## [Work request 1]
Answer these questions using the AACP newsletter text:
(a) Where did Allan Beigal die, and what was the cause?
(b) Until what year did he direct the Southern Arizona Mental Health Center?
(c) Who publishes Practicing Psychiatry in the Community: A Manual?
## [Work request 2]
Continue the AACP newsletter text about Allan Beigal and member authors from its final sentence.

## [Selected text]
══════
AACP’s Allan Beigal Dies at Age 56

Allan Beigal, an AACP member and a pioneer in Community Psychiatry, died on June 22, 1996 of brain cancer at his home in Tucson, Arizona.

Dr. Beigal was born in Hamilton, Ohio and graduated from Harvard College and from the Albert Einstein College of Medicine in 1965. He moved to Tucson in 1970 and joined the faculty of the University of Arizona and soon became the director of the Southern Arizona Mental Health Center, a position that he held until 1983. His academic interests included mental health policy, managed care, and education. He also developed expertise in forensic psychiatry and substance use disorders and was licensed to practice medicine in five states. In 1983 he was appointed as a vice president of the University of Arizona, and had a distinguished career as an academic administrator until the time of his illness.

Those who knew him describe a man of high energy and diverse interests. He always appeared to be doing several things at once, and generally did all of them well. His death is a great loss for the AACP as he was one of the great community psychiatrists of the 1970’s. He will be missed by many. Dr. Beigal is survived by his wife and four daughters.


AACP Authors Active in 1996

Two new books have been or will be released in 1996 edited by AACP board members. Already released is Practicing Psychiatry in the Community: A Manual. The book is edited by Gordon Clark, MD (AACP founding President) and Jerome Vaccarro, MD (AACP founding board member) and is published by the American Psychiatric Press, Inc. The book contains chapters by many active AACP members and covers a broad range of topics related to community psychiatry.
══════
## [Information shown]

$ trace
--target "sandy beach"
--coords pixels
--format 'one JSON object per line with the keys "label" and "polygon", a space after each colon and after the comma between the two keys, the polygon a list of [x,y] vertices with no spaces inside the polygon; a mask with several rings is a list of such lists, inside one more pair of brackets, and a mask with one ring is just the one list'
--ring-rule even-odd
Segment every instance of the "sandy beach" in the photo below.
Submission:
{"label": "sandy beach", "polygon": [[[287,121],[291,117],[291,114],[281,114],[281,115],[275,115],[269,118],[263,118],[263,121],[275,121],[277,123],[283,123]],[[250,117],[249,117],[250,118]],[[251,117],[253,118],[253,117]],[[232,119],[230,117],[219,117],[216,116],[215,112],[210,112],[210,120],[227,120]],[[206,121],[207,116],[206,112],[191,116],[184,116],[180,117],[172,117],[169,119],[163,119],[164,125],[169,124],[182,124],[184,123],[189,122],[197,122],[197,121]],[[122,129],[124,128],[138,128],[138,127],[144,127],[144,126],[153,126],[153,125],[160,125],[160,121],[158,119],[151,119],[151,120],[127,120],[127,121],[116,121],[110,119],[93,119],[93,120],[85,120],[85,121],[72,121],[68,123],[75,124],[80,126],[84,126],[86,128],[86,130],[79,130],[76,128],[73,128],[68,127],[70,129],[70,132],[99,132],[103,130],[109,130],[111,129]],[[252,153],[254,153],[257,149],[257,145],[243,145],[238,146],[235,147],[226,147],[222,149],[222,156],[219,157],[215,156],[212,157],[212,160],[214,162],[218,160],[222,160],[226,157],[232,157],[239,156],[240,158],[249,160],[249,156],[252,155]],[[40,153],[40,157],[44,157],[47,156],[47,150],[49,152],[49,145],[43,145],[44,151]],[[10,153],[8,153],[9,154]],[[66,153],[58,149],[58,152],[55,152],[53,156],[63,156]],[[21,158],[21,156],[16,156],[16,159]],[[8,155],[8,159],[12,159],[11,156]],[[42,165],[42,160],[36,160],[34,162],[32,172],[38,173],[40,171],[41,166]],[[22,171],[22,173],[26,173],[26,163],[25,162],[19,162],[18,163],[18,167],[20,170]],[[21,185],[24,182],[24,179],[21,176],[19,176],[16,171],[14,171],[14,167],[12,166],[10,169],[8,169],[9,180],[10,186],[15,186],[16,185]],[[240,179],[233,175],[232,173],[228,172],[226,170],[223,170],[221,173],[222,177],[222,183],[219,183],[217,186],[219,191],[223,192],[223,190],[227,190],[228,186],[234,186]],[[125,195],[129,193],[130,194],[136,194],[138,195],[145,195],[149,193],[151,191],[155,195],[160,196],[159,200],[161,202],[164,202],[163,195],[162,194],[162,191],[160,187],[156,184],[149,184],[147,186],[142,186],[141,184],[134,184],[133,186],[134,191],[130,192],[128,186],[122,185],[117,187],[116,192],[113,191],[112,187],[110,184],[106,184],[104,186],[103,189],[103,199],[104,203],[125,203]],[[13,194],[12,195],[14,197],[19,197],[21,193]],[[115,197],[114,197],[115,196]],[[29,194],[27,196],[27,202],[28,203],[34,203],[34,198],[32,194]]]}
══════
## [Written reply 1]
(a) He died of brain cancer at his home in Tucson, Arizona.
(b) He held the position until 1983.
(c) It is published by the American Psychiatric Press, Inc.

## [Written reply 2]
The second book will be released shortly and is entitled Managed Mental Health Care in the Public Sector: A Survival Manual. The book is part of a series on Chronic Mental Illness and is edited by David Pollack, MD and Ken Minkoff, MD . It is published by Harwood Academic Publishers, and the series editor is John Talbot, MD. The authors represent a wide range of views, areas of expertise and background experience, and many of the chapters include survival tips for clinicians and administrators. The book takes a positive approach to the possibilities created by the changes occurring in public systems and provides guidance in maximizing opportunities for success while maintaining humanistic ideals in this environment.


AMSA Student Rep Reports on the AACP

Alexander Isaac has served this year as the AMSA representative to the AACP Board of Directors. He attended the Winter Meeting in Seattle and had an opportunity to become acquainted with many AACP activities. In his recent report on his activities in this capacity to AMSA, he made the following observations:

“Of the physicians that I have met, I have been impressed by their dedication and conscientiousness as physicians and citizens. They are fulfilled by their work with their chronically mentally ill, poor, and disenfranchised patients. Their primary reward is the service they provide to these patients. Perpetually underfunded, their outlook is concrete and realistic and their approach to health care is resourceful and practical. A holistic, patient centered view has always been at the heart of community psychiatry because every aspect of patients’ lives impacts directly on treatment outcome, i.e. housing, stable emotional relations in the health care climate. Community psychiatrists are veterans of economic and political chaos. Funding for community mental health care has always been subject to the ups and downs of politics and bureaucracies.”

“The multi-disciplinary model of and team centered health care has always been a feature of community psychiatry. The nature of the work requires the active participation of not only the psychiatric nurses, technicians, psychologists, and social workers, but also the active participation of the families and communities that are ultimately the primary care givers.”

It can sincerely be said that if other students can be reached and encouraged to develop some part of the understanding that Mr. Isaac articulates here, then the future of community psychiatry is in good hands. We are very pleased by the relationship that we have so far developed with AMSA under the leadership of Ken Thompson, MD, and look forward to continuing contact with this group.